● WORK REQUIRED
Rewrite every line of the records below as a JSON list of strings, with one string per line and blank lines omitted.

[start RAW DATA]

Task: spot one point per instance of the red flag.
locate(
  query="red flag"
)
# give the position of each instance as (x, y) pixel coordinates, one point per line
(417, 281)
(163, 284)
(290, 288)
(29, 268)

[end RAW DATA]

● EXERCISE RESULT
[
  "Task: spot one point per instance of the red flag.",
  "locate(",
  "  query=\"red flag\"",
  ")",
  "# give the position of each instance as (x, y) pixel coordinates, one point per line",
  "(417, 281)",
  "(163, 284)",
  "(290, 288)",
  "(29, 268)"
]